### DIRECTIONS FOR THIS TASK
Beginning with the line that contains "point: white refrigerator" and continuing through the final line below, write out each of those lines again, adding 129 to every number in the coordinates.

## START DATASET ROWS

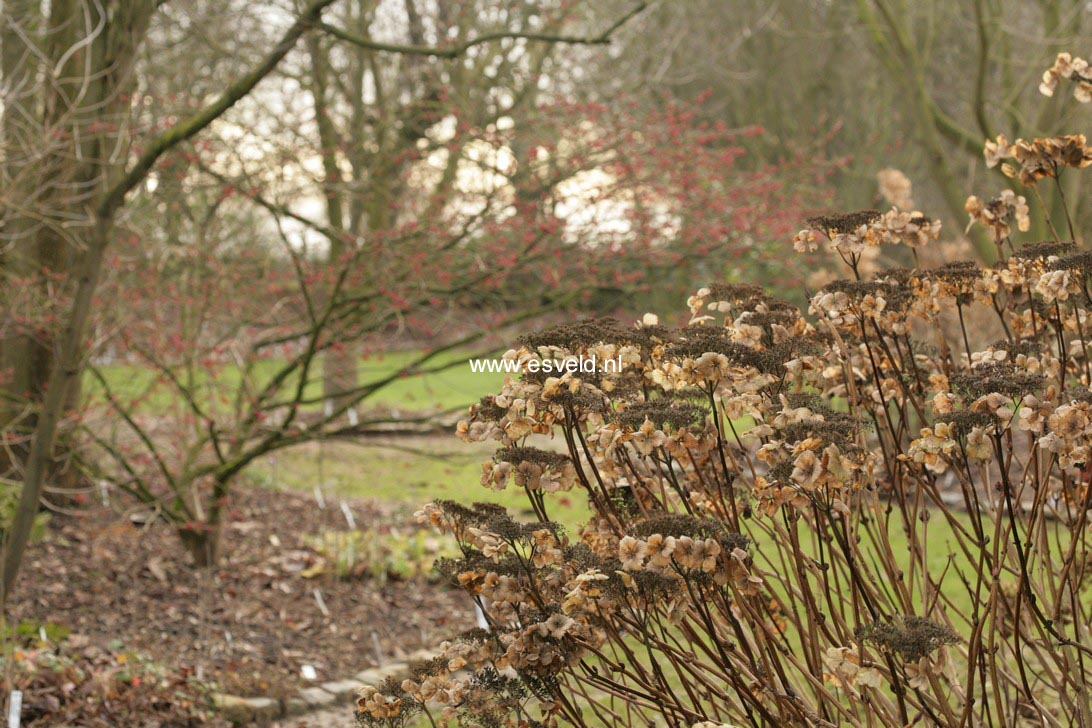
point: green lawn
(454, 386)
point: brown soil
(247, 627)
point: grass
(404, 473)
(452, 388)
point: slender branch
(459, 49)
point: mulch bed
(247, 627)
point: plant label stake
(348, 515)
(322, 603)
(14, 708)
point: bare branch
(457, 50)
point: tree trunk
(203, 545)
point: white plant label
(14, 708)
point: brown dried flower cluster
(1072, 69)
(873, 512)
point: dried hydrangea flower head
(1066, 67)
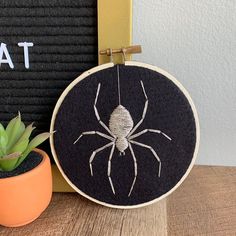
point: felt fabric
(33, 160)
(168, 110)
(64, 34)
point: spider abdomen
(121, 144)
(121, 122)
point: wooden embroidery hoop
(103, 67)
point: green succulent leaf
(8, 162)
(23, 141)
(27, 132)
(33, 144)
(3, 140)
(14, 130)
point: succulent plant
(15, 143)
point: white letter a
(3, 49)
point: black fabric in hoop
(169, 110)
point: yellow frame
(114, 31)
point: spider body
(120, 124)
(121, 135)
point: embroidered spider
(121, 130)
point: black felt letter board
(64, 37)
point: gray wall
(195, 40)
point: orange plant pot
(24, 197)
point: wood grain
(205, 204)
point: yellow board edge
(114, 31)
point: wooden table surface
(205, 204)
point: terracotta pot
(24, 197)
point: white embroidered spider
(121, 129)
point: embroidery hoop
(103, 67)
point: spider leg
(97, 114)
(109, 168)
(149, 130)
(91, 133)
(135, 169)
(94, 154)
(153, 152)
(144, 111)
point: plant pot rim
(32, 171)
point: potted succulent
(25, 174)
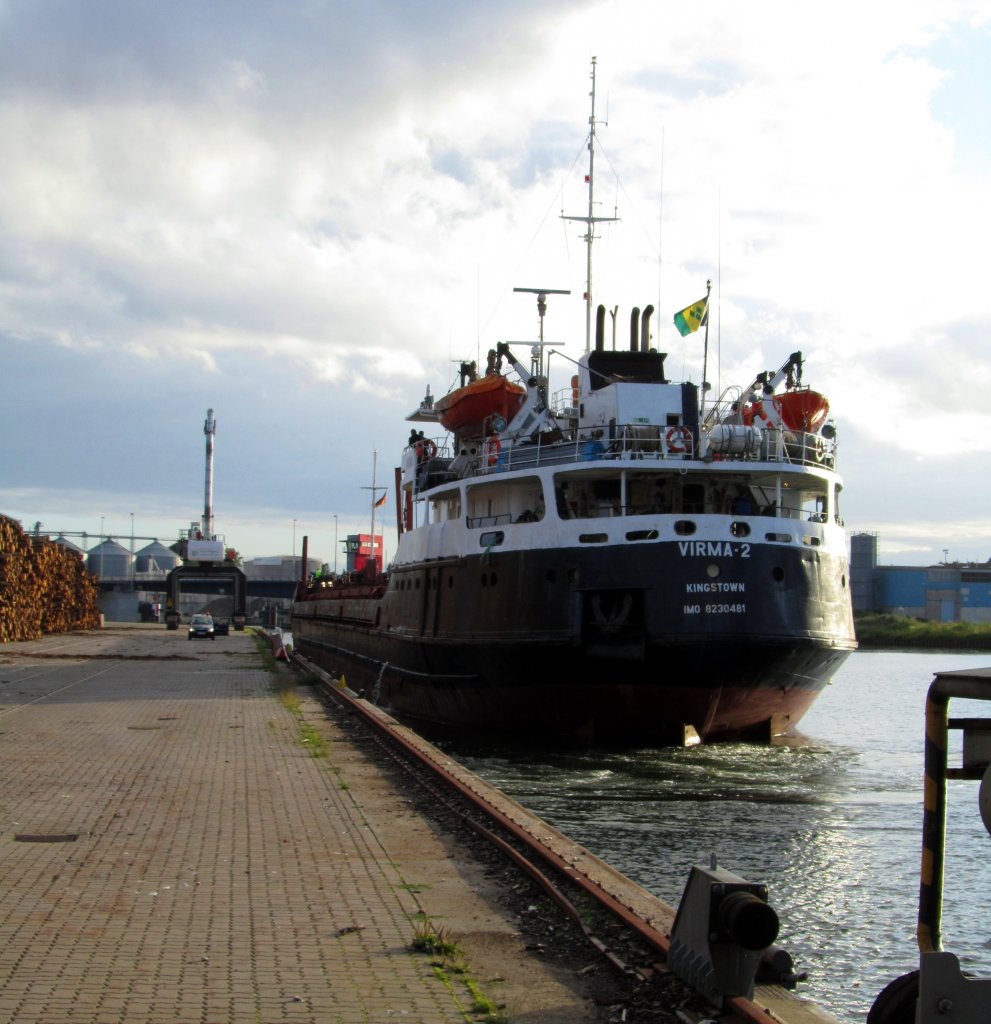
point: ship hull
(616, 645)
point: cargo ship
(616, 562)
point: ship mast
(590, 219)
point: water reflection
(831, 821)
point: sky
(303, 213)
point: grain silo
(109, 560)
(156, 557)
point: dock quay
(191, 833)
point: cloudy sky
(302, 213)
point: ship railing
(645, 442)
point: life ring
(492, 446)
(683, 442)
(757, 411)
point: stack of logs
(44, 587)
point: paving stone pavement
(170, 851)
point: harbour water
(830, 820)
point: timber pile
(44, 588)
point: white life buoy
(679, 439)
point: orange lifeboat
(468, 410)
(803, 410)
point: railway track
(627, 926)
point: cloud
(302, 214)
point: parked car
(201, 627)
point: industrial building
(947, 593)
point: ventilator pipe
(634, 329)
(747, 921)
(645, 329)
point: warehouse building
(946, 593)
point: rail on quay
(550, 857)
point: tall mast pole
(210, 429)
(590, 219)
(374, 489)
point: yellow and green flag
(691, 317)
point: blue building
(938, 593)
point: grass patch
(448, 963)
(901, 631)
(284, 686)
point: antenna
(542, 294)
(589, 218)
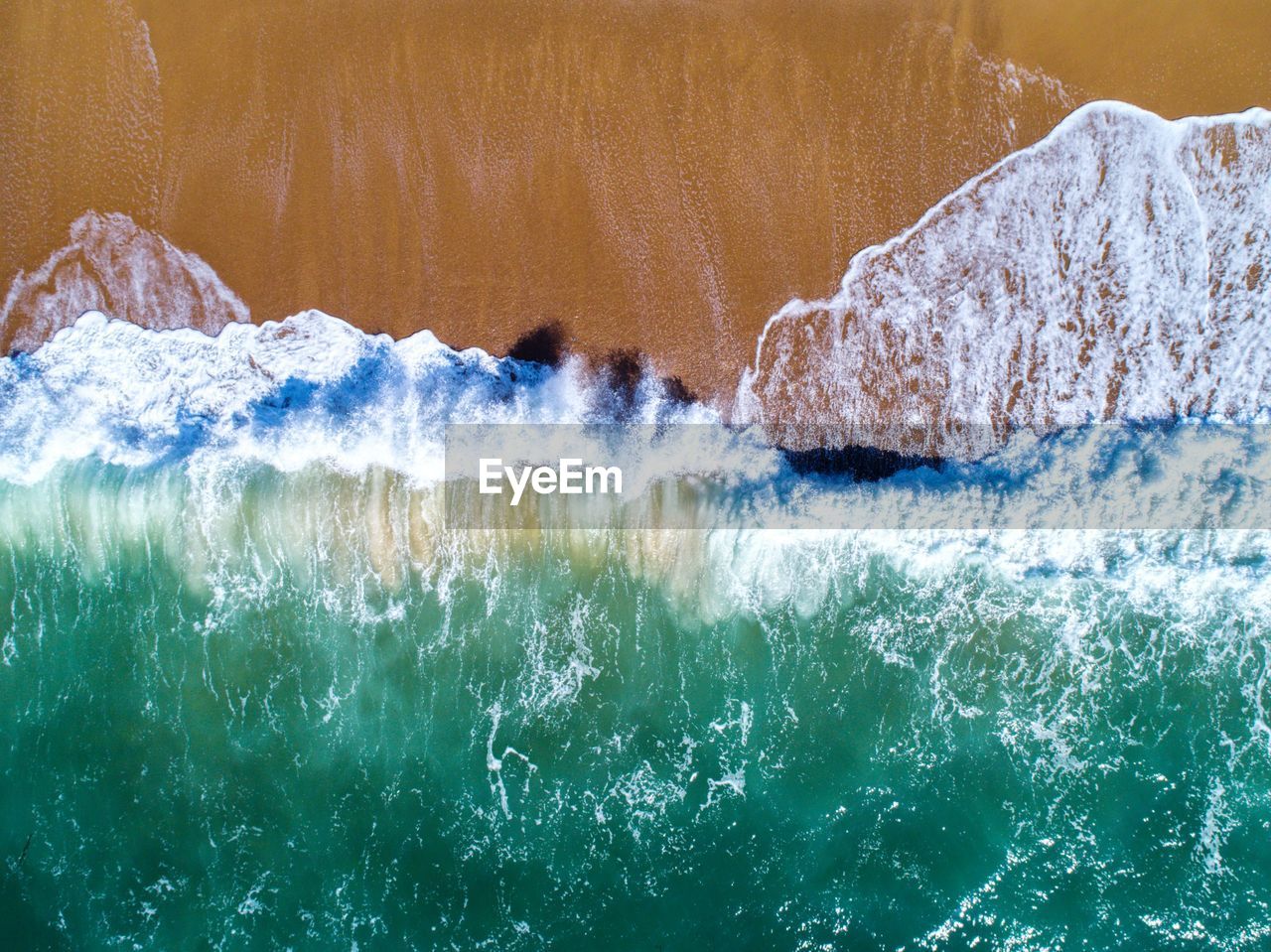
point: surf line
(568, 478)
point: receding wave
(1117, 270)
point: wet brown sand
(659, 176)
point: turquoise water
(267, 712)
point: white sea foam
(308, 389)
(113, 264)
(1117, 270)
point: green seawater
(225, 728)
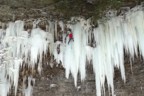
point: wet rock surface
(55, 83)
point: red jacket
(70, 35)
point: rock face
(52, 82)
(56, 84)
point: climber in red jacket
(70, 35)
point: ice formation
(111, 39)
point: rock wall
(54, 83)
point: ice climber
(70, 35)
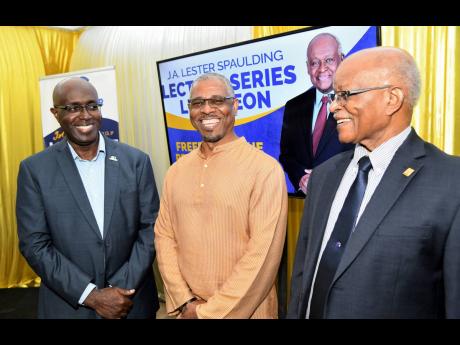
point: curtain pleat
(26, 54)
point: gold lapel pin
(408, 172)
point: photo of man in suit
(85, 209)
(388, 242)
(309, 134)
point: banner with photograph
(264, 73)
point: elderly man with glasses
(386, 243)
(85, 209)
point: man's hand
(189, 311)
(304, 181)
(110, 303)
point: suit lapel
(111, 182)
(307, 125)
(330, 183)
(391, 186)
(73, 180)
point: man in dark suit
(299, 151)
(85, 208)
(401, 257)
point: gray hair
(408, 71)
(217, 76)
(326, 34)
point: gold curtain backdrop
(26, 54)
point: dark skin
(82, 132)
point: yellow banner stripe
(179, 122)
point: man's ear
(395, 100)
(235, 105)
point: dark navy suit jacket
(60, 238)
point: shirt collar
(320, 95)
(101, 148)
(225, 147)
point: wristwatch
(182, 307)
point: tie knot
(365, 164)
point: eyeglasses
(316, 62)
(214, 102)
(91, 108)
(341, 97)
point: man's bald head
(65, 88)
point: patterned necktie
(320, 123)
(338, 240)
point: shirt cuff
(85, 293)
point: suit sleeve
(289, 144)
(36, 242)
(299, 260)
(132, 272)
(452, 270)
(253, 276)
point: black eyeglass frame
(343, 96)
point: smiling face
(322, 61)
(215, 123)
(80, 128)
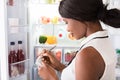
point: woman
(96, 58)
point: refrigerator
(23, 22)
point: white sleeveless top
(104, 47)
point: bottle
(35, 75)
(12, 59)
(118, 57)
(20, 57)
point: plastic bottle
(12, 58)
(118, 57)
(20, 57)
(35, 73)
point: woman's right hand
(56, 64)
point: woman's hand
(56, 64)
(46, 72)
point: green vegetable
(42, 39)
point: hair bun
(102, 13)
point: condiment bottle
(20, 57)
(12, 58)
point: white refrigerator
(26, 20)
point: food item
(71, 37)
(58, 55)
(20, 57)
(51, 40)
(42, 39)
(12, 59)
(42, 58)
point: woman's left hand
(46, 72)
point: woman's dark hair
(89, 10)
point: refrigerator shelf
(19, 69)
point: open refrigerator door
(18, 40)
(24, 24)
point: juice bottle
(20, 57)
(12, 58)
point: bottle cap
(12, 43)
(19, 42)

## END DATASET ROWS

### WRITTEN ANSWER
point: white refrigerator
(155, 149)
point: food item
(200, 166)
(187, 184)
(149, 186)
(180, 169)
(171, 168)
(141, 188)
(171, 187)
point: woman's left hand
(175, 201)
point: woman's dark hair
(218, 139)
point: refrigerator shelf
(148, 198)
point: open refrigerator door
(147, 169)
(153, 153)
point: juice bottle
(149, 186)
(141, 187)
point: bottle cap
(141, 172)
(148, 171)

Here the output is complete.